Exercise prompt: All of the entries must be duplicated exactly.

-- -- --

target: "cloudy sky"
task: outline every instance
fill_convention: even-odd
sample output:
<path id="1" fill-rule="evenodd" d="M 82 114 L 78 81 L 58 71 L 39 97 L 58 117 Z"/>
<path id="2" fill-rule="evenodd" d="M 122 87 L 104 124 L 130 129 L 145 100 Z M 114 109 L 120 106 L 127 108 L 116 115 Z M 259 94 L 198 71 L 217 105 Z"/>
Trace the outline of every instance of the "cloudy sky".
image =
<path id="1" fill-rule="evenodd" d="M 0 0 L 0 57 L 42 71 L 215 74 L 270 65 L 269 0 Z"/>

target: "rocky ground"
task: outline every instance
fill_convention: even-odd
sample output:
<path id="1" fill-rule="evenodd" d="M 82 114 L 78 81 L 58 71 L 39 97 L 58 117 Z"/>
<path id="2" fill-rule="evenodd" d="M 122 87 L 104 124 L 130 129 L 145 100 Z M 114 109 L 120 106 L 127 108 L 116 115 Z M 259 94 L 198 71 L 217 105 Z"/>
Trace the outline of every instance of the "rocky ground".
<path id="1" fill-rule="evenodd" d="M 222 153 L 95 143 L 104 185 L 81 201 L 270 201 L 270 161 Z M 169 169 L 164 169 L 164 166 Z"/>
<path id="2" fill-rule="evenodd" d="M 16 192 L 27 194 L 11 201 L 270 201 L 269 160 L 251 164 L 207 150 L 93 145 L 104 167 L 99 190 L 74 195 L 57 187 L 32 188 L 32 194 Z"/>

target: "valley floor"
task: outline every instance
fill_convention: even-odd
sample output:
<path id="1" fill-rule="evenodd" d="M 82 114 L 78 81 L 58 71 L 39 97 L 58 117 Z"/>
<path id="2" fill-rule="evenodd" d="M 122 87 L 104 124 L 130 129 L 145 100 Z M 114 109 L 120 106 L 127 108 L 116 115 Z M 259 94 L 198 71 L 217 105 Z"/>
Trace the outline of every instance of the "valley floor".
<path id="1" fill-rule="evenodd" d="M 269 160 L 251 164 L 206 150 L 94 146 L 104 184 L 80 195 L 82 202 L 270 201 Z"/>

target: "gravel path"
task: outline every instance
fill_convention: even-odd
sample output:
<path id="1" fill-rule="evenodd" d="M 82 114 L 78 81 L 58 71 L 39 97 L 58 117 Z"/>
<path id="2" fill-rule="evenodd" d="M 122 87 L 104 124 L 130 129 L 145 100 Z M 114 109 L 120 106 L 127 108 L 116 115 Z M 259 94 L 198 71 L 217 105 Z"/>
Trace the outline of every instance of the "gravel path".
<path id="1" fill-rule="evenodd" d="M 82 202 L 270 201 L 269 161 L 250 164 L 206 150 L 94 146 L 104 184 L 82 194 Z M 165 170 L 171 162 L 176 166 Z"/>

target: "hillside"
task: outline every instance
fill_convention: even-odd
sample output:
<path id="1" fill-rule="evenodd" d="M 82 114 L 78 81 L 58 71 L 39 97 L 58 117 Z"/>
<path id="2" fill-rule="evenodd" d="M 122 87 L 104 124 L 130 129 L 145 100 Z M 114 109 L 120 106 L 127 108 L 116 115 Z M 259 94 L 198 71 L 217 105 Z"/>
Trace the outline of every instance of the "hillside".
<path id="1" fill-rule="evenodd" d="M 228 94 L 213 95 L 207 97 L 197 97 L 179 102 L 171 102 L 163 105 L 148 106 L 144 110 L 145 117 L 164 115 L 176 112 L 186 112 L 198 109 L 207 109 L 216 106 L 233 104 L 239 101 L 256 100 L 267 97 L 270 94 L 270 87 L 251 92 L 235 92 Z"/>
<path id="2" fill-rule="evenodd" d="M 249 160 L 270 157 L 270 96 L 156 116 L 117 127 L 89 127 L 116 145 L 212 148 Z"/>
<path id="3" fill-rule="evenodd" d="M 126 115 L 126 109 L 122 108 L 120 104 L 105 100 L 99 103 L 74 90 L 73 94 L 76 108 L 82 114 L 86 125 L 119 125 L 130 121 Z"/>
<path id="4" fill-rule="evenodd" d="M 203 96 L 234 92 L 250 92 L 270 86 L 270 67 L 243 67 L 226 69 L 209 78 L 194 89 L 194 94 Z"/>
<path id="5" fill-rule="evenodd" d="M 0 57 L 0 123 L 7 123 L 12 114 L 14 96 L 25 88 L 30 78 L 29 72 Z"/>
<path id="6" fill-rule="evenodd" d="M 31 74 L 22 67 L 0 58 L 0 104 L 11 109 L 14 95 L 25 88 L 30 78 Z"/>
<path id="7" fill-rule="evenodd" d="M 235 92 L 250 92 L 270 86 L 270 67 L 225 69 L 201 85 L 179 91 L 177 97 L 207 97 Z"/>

-- -- --

Your response:
target: "cloudy sky"
task: outline every instance
fill_convention: even-odd
sample output:
<path id="1" fill-rule="evenodd" d="M 82 114 L 78 81 L 58 71 L 39 97 L 58 117 Z"/>
<path id="2" fill-rule="evenodd" d="M 122 87 L 104 124 L 130 129 L 145 100 Z M 114 109 L 120 106 L 127 108 L 116 115 Z M 259 94 L 198 71 L 217 105 Z"/>
Trace the outline of every instance of the "cloudy sky".
image =
<path id="1" fill-rule="evenodd" d="M 0 0 L 0 57 L 42 71 L 215 74 L 270 65 L 269 0 Z"/>

target: "rocky ground"
task: outline every instance
fill_convention: even-odd
sample output:
<path id="1" fill-rule="evenodd" d="M 82 114 L 78 81 L 58 71 L 39 97 L 58 117 Z"/>
<path id="2" fill-rule="evenodd" d="M 122 87 L 104 124 L 130 129 L 145 100 Z M 114 109 L 120 106 L 127 108 L 116 115 Z M 259 94 L 198 71 L 217 105 Z"/>
Trace the outline of every instance of the "rocky ground".
<path id="1" fill-rule="evenodd" d="M 222 153 L 95 143 L 104 185 L 81 201 L 270 201 L 270 161 Z M 169 169 L 164 169 L 164 166 Z"/>
<path id="2" fill-rule="evenodd" d="M 16 192 L 27 194 L 11 201 L 270 201 L 269 160 L 251 164 L 207 150 L 93 145 L 104 167 L 99 190 L 74 195 L 57 187 L 32 188 L 32 194 Z"/>

target: "valley floor"
task: outline every instance
fill_convention: even-odd
sample output:
<path id="1" fill-rule="evenodd" d="M 82 114 L 78 81 L 58 71 L 39 97 L 58 117 Z"/>
<path id="2" fill-rule="evenodd" d="M 122 87 L 104 124 L 130 129 L 145 100 Z M 114 109 L 120 106 L 127 108 L 116 115 Z M 259 94 L 198 71 L 217 105 Z"/>
Trace the outline of every instance of the "valley floor".
<path id="1" fill-rule="evenodd" d="M 269 160 L 251 164 L 206 150 L 94 146 L 104 184 L 80 195 L 82 202 L 270 201 Z"/>

target: "gravel path"
task: outline every instance
fill_convention: even-odd
sample output:
<path id="1" fill-rule="evenodd" d="M 82 114 L 78 81 L 58 71 L 39 97 L 58 117 Z"/>
<path id="2" fill-rule="evenodd" d="M 122 87 L 104 124 L 130 129 L 145 100 Z M 114 109 L 120 106 L 127 108 L 116 115 Z M 259 94 L 198 71 L 217 105 Z"/>
Trace the outline of every instance of the "gravel path".
<path id="1" fill-rule="evenodd" d="M 82 202 L 270 201 L 269 161 L 250 164 L 206 150 L 94 146 L 104 184 L 82 194 Z M 165 170 L 171 162 L 176 166 Z"/>

target: "hillside"
task: outline every instance
fill_convention: even-odd
sample output:
<path id="1" fill-rule="evenodd" d="M 82 114 L 78 81 L 58 71 L 39 97 L 58 117 Z"/>
<path id="2" fill-rule="evenodd" d="M 122 87 L 104 124 L 130 129 L 145 100 Z M 114 109 L 120 106 L 127 108 L 116 115 Z M 259 94 L 198 71 L 217 105 Z"/>
Trace the outline of every instance of the "hillside".
<path id="1" fill-rule="evenodd" d="M 228 94 L 213 95 L 207 97 L 197 97 L 179 102 L 171 102 L 163 105 L 148 106 L 144 110 L 145 117 L 164 115 L 176 112 L 186 112 L 198 109 L 207 109 L 216 106 L 233 104 L 239 101 L 256 100 L 267 97 L 270 94 L 270 87 L 251 92 L 235 92 Z"/>
<path id="2" fill-rule="evenodd" d="M 249 160 L 270 157 L 270 96 L 156 116 L 117 127 L 89 127 L 116 145 L 212 148 Z"/>
<path id="3" fill-rule="evenodd" d="M 126 115 L 126 109 L 122 108 L 120 104 L 105 100 L 99 103 L 74 90 L 73 94 L 76 108 L 82 114 L 86 125 L 119 125 L 130 121 Z"/>
<path id="4" fill-rule="evenodd" d="M 203 96 L 234 92 L 250 92 L 270 86 L 270 67 L 243 67 L 226 69 L 209 78 L 194 89 L 194 94 Z"/>
<path id="5" fill-rule="evenodd" d="M 0 57 L 0 123 L 7 123 L 12 114 L 14 96 L 25 88 L 30 78 L 29 72 Z"/>
<path id="6" fill-rule="evenodd" d="M 31 74 L 22 67 L 0 58 L 0 104 L 11 109 L 14 95 L 25 88 L 30 78 Z"/>
<path id="7" fill-rule="evenodd" d="M 235 92 L 250 92 L 270 86 L 270 67 L 225 69 L 201 85 L 179 91 L 177 97 L 207 97 Z"/>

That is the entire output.